» Problems to work on:
1 > In the article about the book of Black Muslim elders' stories, what loss made Zarinah El-Amin see the importance of collecting stories from older adults?
2 > Rewrite the paragraph beginning "El-Amin teamed up with Dr. Alisa Perkins" from the article about the book of Black Muslim elders' stories more briefly, keeping its main facts.
3 > Continue the article about the book of Black Muslim elders' stories, beginning after its last paragraph.

» Extract to read:
:::
A new book shares the stories of 50 Black Muslim elders from across the world.
The book, entitled “At Their Feet: 50 Black Muslim Elders Share Stories of Faith and Community Life,” is a collection of oral histories, essays and interviews from prominent older Muslims in the African American community — many who are from Detroit.
Zarinah El-Amin, a cultural anthropologist and founder of Book Power Publishing, says the book symbolizes the practice of learning from elders.
“Each of our elders is a wealth of experience and knowledge. In the old days, you would come and literally sit at the feet of your elders and listen to their stories, listen to them give you experience, and listen to them giving you advice about different things of life,” says El-Amin.
Losing her mother Cheryl to cancer made El-Amin realize that it’s important to create a collection of stories from older adults in the community. Her father, Imam Abdullah El-Amin, the Imam Emeritus at the Muslim Center in Detroit, also asked her to interview him and his friends.
“Being in publishing, I was like, ‘Maybe we should actually expand this and make it a much broader type of project and have other people because there are so many individuals to have knowledge and experiences and things that we can all learn from.'”
El-Amin teamed up with Dr. Alisa Perkins, an associate professor at Western Michigan University in the Department of comparative Religion, who works with Dream of Detroit’s Detroit Muslim Storytelling Project. Perkins was working to gather oral histories of Detroiters when El-Amin embarked on her project. They decided to merge the efforts to collect 50 stories.
“I was so thrilled and honored when the executive director of Dream of Detroit asked me to work with him on an application for a storytelling project that was very much in line with the ‘at their feet’ vision,” says Perkins.
:::
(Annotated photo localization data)

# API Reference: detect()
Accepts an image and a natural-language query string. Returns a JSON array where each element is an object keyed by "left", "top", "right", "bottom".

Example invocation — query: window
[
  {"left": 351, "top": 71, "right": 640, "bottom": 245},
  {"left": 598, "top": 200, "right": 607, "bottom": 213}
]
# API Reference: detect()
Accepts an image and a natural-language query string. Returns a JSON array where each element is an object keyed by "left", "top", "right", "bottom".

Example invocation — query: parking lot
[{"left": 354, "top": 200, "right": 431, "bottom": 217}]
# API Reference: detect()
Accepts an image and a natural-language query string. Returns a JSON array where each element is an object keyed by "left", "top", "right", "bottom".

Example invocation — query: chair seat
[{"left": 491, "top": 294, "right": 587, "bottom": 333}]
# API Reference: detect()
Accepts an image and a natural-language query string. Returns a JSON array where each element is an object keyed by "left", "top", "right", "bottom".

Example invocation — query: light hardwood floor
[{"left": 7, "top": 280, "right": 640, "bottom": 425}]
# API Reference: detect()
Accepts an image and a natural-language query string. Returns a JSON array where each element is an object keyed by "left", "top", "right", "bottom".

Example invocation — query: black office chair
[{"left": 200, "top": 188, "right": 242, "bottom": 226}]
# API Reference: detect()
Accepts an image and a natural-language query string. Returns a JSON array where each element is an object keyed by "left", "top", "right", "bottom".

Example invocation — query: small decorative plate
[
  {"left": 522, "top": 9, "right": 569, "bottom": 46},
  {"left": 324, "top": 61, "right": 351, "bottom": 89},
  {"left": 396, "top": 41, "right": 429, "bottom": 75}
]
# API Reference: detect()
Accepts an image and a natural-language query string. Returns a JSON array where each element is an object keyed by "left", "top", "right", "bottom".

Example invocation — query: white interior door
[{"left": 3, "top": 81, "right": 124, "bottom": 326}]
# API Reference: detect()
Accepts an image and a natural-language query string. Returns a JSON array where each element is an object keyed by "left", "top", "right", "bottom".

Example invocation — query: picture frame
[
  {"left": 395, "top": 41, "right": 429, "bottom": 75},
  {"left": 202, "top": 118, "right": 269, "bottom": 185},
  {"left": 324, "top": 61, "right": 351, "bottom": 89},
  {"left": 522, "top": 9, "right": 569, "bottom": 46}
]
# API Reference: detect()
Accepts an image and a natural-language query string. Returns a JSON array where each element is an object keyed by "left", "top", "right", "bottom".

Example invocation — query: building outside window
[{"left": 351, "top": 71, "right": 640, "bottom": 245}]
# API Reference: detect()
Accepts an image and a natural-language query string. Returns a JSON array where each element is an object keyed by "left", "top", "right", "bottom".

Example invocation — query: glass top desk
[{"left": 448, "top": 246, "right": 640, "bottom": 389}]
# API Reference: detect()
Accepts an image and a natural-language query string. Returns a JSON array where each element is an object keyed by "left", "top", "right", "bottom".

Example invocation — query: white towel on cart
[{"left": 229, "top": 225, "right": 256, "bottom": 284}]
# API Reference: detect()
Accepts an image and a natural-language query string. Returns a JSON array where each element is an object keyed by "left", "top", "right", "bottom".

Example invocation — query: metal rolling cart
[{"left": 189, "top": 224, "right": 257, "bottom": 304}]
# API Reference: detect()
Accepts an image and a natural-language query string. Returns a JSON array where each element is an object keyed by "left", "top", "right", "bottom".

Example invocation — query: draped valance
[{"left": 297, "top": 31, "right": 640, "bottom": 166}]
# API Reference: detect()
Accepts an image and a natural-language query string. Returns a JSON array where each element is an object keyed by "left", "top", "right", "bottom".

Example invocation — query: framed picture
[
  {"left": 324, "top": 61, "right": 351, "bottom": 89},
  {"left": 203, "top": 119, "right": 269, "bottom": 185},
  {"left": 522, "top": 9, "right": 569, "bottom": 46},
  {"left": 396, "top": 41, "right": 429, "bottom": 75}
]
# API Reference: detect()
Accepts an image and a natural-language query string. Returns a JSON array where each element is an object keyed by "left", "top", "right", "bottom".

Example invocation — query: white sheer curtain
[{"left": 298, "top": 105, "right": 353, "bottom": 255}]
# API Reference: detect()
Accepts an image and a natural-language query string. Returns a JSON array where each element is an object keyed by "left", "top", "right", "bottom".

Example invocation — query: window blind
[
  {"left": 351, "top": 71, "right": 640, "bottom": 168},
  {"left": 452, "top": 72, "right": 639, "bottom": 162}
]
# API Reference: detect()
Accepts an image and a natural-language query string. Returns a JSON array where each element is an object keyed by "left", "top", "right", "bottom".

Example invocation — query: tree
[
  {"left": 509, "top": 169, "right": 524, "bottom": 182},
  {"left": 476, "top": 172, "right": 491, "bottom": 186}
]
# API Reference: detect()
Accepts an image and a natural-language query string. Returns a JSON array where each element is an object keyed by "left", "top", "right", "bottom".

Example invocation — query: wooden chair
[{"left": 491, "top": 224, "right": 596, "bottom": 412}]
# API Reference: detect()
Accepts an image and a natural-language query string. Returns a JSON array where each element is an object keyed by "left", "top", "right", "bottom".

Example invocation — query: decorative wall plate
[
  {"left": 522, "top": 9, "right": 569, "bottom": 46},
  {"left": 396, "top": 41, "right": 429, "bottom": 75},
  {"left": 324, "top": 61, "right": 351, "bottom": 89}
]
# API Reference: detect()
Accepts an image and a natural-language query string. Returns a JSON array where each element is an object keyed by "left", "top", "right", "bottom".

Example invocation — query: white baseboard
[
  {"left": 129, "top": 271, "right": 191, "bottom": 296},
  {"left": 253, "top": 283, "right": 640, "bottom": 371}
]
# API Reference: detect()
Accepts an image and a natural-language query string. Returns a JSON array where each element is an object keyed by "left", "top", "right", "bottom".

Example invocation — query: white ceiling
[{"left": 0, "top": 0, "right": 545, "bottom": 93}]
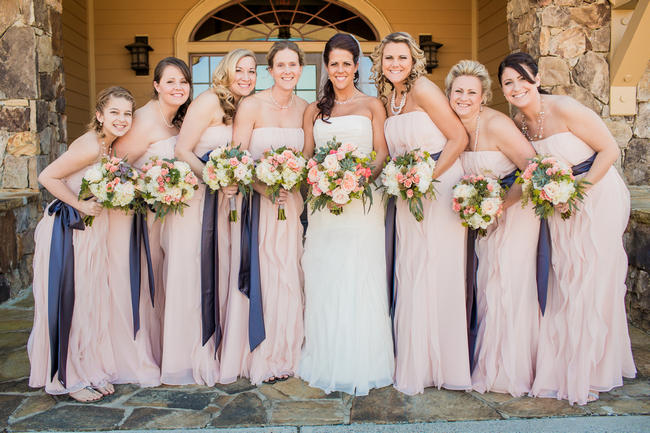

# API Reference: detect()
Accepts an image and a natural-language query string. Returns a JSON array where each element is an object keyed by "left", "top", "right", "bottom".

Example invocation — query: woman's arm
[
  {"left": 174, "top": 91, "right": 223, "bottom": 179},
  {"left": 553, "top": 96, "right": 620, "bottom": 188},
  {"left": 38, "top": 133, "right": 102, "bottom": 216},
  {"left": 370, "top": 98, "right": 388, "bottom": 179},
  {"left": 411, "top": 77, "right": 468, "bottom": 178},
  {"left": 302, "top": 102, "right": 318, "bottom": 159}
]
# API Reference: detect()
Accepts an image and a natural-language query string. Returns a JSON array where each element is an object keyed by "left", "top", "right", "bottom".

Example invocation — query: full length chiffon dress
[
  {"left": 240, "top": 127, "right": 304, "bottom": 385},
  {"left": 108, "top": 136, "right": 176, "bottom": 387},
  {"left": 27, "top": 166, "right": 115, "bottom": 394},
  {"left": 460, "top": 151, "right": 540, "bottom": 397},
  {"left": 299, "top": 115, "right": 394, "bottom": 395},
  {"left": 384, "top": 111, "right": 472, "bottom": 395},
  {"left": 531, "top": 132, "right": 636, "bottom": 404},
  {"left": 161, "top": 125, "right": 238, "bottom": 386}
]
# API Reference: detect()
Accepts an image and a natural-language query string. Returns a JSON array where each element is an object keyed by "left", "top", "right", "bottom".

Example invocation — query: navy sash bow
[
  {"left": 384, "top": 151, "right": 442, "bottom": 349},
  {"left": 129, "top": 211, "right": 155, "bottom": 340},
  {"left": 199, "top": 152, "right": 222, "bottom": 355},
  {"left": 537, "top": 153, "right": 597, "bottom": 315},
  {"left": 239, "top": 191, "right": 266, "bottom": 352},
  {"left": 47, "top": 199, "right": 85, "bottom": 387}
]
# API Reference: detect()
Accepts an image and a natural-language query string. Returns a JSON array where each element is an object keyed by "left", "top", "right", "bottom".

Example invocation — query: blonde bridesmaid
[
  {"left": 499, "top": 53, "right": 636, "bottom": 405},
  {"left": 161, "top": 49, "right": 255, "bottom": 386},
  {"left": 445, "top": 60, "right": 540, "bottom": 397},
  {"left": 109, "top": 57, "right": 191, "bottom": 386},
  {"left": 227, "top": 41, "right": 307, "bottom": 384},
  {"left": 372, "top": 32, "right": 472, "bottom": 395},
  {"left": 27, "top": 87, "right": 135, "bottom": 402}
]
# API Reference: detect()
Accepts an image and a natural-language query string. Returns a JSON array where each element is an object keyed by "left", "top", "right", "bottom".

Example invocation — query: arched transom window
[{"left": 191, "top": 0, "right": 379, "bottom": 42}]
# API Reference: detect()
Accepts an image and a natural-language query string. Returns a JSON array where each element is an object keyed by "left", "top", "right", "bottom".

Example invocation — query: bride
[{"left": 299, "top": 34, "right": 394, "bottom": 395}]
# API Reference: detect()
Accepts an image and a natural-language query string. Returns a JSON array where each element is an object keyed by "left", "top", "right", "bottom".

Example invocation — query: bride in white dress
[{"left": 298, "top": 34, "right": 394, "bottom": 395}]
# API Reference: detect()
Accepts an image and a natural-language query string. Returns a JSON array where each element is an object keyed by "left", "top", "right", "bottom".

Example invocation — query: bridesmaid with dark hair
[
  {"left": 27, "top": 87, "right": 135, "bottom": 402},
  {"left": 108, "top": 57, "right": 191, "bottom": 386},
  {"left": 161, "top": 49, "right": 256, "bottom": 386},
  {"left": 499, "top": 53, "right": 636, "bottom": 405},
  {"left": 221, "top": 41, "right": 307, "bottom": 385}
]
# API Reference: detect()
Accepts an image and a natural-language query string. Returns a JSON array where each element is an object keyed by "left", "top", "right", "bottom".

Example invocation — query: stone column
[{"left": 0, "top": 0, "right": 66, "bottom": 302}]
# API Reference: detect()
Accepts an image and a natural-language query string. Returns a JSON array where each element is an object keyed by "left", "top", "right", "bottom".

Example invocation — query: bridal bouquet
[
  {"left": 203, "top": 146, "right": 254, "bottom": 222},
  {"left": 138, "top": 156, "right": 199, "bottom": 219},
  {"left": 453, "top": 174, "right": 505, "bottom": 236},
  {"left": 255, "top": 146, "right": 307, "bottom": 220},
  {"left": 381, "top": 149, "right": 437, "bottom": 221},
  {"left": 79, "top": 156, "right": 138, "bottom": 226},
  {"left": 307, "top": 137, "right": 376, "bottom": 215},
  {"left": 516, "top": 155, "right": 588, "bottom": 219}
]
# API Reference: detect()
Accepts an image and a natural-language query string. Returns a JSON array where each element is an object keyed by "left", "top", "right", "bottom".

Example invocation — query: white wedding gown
:::
» Exercise results:
1 > Losing her mother, Cheryl, to cancer.

2 > El-Amin partnered with Dr. Alisa Perkins, an associate professor of comparative religion at Western Michigan University who works with Dream of Detroit's Detroit Muslim Storytelling Project. Perkins was already gathering Detroiters' oral histories, so the two merged their efforts to collect 50 stories.

3 >
The storytelling project matched youth to elders in the community and taught them how to video record interviews.
“So as you see, these were parallel visions that sort of manifested at an interesting time because it was at the start of the COVID-19 pandemic,” Perkins explains.
She says the pandemic propelled the urgency of this project. Ten of the oral histories were part of the larger collection in the book.
“People were very reflective at that point, reflective about death, reflective about losing their elders, reflective about trying to maintain traditions. There were many times where people virtually sat ‘at the feet’ of the elders in both projects.”
El-Amin says people wrote their own essays, some family members wrote stories on behalf of their elders and others were interviewed by Ayah Rashid, a contributor to the book. The collection of stories is a unique population of first-generation Muslims.
The book covers themes like the Nation of Islam, the conversion to Sunni Muslim, city wide initiatives, women-led movements, and Detroit mosques. Other topics cover entrepreneurship, organizations and cultural movements.
“Many people just automatically assume that when you say ‘Black’ and ‘Muslim’ together, that means the Nation of Islam,” says El-Amin. She went on to explain that while many of the subjects in her book became Muslims through the Nation of Islam, others converted to Sunni Orthodox Islam later on.
El-Amin is inspired by the people featured in “At Their Feet.”
“Their tenacity and their community-building skills with small budgets and the things that they did were just dynamic,” says El-Amin.
Perkins says the stories shed a unique light on Muslim communities.
“Our book is kind of presenting a nexus point or hub for many different stories to come together globally, locally, involving people reflecting on their lives across all ages, and reflecting the voices of young people as they tell the stories of their elders in some very special cases across the book.”